# Yapılacak görevler
A) Sayfa metnine göre şu soruları yanıtla:
(i) Duruşma hangi mahkemede görüldü?
(ii) Duruşma bugün saat kaça ertelendi?
(iii) Mustafa Kemal Zengin, Yavuz Çelik'i kaç yıldır tanıdığını söyledi?
B) Sayfa metninde "Bakırköy 21. Ağır" ile "saat 10.30'a ertelendi." arasındaki bölümü, bu ifadeler de dahil olmak üzere aynen çıkar.

'Yenidoğan Çetesi' soruşturmasını yürüten Cumhuriyet Savcısı Yavuz Engin'i tehdit eden Mustafa Kemal Zengin'in de aralarında bulunduğu 13 sanık, ilk kez hakim karşısına çıktı. Duruşmada konuşan Yavuz Engin, "Aylin ve Mustafa beni ailemle tehdit etti" dedi.
Bakırköy 21. Ağır Ceza Mahkemesi'nde görülen ve dün saat 11.00 sıralarında başlayan duruşmaya tutuklu sanıklar, bazı tutuksuz sanıklar ve taraf avukatlarıyla Cumhuriyet Savcısı Yavuz Engin katıldı. Duruşmada müşteki olarak dinlenen Engin, "Soruşturma savcısı bana, bu kişilerin kimliklerinin tespiti için odaya bir kamera yerleştirmemiz gerektiğini ve bu kişilerden laf almamız gerektiğini söyledi. Aslında bu dosya dürüst bir şekilde görev yapan kişilerin tehdit almaması için adaletin tecelli etmesi gereken bir dosyadır" dedi. Duruşma, sanık savunmalarının dinlenmesi ve avukat beyanlarıyla devam edilmesi amacıyla bugün saat 10.30'a ertelendi.
'KESİNLİKLE ÖLDÜRMEYE TEŞEBBÜS YOKTUR'
Duruşmada savunma yapan tutuklu sanık Mustafa Kemal Zengin, "Malatya doğumluyum, ben bu dosyanın sanığı değil, mağduruyum. Yavuz Çelik'i 15-20 yıldır tanıyorum, kendisi sevilen biridir, arkadaşımdır. Abisini de tanıyorum. Aylin Arslantatar'ı avukat olması nedeniyle tanıyorum, arkadaşlarım vasıtası ile tanıyorum. Aylin'in abisini de tanıyorum. Diğer sanıkları tanımıyorum, bir temasım olmadı." dedi. Zengin'in savunmasına şöyle devam etti:
"Ben geçen sene 11 Ekim'de jandarma tarafından evimde gözaltında alındım, 14 Ekim'de tutuklandım. Arkadaşım Yavuz Çelik bana bir arkadaşının tutuklandığını söyledi. Bana iyi bir ceza avukatı aradığını söyledi. Ben de Aylin Arslantatar'ı aradım. O da dosyayı inceledi, bana 'Bu olayın savcısı çok yakın arkadaşım, benim bu davayı almam doğru olmaz' dedi. Daha sonra bu olayı araştırırken, tesadüfen yenidoğan çetesi olayıyla karşı karşıya kaldım. Sonrasında ben tutuklandığımda Yavuz Engin bizi gözaltına aldı ve başına bizi servis etti. Araştırmayı, hastane çevremden tanıdıklarım vasıtasıyla yaptım. Yavuz Çelik'in yakınının 6 aylık bebeğinin uygunsuz işlemlerle başka bir hastanede, ölümünün gerçekleştiği hastaneye nakledildiğini öğrendim. Bunu öğrenince dehşete düştüm. 3-5 doktorun hastanelerle anlaşarak, yoğun bakım ünitelerini kiraladıklarını, bunu tek başlarına yapamayacaklarını düşündüm. Ancak suç, soruşturma savcısının hastane yönetiminin değil, sağlık çalışanlarının tutuklandığını öğrendim. Aylin Arslantatar'a savcıdan uzak durmasını, buradan pis kokular geldiğini söyledim."

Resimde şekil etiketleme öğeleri
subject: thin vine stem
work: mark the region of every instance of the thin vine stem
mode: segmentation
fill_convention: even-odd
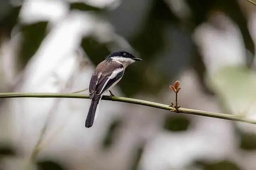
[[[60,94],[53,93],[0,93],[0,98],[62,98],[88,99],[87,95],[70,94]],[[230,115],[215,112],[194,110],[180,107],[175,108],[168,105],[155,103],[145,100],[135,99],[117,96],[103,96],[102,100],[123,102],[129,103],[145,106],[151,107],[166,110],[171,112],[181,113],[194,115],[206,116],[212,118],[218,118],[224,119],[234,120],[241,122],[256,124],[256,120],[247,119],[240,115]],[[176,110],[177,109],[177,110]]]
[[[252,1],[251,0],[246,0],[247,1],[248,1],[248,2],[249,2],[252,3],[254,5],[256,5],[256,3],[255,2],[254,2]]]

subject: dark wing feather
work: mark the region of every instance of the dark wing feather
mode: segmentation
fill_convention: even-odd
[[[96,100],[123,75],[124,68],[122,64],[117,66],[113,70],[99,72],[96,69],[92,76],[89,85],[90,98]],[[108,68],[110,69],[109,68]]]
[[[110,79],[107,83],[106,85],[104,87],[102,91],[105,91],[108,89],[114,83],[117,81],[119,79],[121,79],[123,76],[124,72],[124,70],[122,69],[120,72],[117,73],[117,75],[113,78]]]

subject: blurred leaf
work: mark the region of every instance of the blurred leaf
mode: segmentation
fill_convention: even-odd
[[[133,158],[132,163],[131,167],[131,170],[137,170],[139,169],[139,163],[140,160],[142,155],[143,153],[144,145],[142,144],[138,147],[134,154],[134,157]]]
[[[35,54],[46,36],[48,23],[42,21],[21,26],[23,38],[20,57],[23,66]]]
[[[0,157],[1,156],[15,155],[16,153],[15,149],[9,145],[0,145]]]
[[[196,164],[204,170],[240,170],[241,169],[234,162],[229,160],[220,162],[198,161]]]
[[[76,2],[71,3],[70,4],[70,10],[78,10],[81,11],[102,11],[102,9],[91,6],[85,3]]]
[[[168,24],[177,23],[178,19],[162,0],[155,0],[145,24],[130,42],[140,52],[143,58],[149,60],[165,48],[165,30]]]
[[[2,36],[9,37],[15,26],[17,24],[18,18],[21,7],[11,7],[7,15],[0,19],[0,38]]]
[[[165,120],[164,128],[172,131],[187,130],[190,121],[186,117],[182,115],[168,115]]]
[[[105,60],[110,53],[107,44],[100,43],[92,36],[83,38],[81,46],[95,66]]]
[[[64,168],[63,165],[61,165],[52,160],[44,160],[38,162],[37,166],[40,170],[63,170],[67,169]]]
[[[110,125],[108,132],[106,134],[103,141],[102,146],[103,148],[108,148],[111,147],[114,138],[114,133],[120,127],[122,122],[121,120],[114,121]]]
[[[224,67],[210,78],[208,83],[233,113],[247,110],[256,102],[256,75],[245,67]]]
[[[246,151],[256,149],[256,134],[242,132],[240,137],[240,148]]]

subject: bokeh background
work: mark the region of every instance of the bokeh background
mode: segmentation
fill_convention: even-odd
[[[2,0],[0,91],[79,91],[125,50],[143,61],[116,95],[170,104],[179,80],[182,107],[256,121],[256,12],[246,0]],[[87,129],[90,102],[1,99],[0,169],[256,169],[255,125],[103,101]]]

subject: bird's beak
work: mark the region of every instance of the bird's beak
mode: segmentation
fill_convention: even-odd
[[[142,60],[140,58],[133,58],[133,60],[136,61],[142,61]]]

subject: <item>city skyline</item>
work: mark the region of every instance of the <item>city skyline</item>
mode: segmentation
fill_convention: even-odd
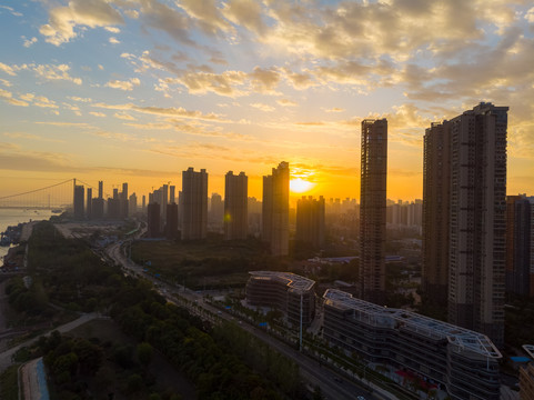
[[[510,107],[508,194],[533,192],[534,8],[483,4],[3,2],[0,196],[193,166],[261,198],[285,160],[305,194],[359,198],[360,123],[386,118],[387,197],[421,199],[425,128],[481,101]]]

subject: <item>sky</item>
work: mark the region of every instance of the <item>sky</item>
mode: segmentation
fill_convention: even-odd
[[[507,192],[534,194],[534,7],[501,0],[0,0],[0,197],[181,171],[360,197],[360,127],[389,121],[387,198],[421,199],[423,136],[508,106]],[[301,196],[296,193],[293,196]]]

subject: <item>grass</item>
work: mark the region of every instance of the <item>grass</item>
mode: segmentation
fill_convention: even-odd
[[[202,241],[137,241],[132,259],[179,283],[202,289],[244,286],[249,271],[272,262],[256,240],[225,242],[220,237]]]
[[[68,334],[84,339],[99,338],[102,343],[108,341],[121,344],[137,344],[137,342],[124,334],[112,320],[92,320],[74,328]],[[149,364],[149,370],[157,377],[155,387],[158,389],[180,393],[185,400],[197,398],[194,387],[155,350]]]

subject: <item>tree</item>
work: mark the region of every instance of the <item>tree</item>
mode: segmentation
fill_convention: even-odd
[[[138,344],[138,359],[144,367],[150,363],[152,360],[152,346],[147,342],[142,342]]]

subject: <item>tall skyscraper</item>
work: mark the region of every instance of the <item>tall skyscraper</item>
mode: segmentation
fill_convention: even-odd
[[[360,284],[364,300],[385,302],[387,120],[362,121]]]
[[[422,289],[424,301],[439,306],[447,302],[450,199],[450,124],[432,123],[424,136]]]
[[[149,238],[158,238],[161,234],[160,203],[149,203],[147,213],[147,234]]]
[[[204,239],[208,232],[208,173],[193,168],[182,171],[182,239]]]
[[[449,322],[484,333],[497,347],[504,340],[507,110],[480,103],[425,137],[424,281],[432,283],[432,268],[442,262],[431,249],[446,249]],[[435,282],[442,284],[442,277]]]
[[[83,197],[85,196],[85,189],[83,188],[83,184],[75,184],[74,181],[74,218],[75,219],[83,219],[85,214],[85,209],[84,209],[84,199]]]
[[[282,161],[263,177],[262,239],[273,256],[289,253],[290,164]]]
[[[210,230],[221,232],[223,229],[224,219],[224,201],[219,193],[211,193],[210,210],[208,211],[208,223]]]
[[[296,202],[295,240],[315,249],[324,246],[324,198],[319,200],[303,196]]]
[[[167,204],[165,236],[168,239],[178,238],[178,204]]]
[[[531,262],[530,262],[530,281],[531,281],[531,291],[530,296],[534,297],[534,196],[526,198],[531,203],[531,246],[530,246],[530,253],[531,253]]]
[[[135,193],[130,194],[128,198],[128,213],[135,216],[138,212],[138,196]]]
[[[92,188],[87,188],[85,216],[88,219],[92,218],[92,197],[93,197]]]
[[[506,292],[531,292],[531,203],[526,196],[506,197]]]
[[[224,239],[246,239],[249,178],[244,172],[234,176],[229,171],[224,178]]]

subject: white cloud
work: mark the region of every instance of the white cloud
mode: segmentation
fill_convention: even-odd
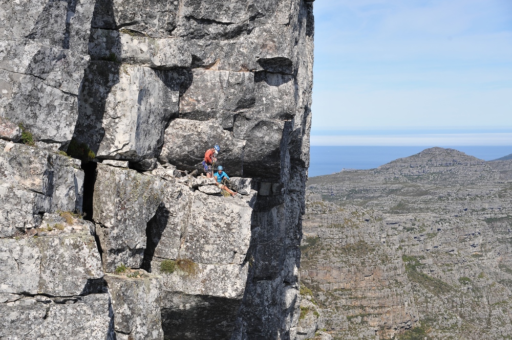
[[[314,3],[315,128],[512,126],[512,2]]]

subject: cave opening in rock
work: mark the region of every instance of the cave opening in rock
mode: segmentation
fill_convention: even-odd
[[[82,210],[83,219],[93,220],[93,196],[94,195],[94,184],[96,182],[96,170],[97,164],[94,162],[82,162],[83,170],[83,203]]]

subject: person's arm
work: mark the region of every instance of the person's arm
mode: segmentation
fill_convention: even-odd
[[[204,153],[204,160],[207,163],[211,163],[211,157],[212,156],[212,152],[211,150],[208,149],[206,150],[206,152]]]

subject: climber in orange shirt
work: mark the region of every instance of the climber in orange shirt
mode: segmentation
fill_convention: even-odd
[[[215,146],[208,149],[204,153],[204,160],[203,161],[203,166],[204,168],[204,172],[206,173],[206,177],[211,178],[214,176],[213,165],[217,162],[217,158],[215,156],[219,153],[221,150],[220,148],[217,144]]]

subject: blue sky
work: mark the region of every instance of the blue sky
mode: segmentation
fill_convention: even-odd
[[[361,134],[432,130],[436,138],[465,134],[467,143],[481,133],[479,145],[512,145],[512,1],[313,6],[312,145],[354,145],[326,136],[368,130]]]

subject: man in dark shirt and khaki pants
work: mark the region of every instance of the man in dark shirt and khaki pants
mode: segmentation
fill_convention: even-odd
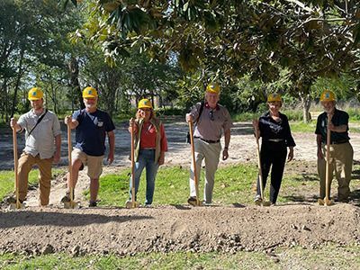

# Çözümler
A)
(i) Bakırköy 21. Ağır Ceza Mahkemesi'nde.
(ii) Saat 10.30'a.
(iii) 15-20 yıldır.

B)
Bakırköy 21. Ağır Ceza Mahkemesi'nde görülen ve dün saat 11.00 sıralarında başlayan duruşmaya tutuklu sanıklar, bazı tutuksuz sanıklar ve taraf avukatlarıyla Cumhuriyet Savcısı Yavuz Engin katıldı. Duruşmada müşteki olarak dinlenen Engin, "Soruşturma savcısı bana, bu kişilerin kimliklerinin tespiti için odaya bir kamera yerleştirmemiz gerektiğini ve bu kişilerden laf almamız gerektiğini söyledi. Aslında bu dosya dürüst bir şekilde görev yapan kişilerin tehdit almaması için adaletin tecelli etmesi gereken bir dosyadır" dedi. Duruşma, sanık savunmalarının dinlenmesi ve avukat beyanlarıyla devam edilmesi amacıyla bugün saat 10.30'a ertelendi.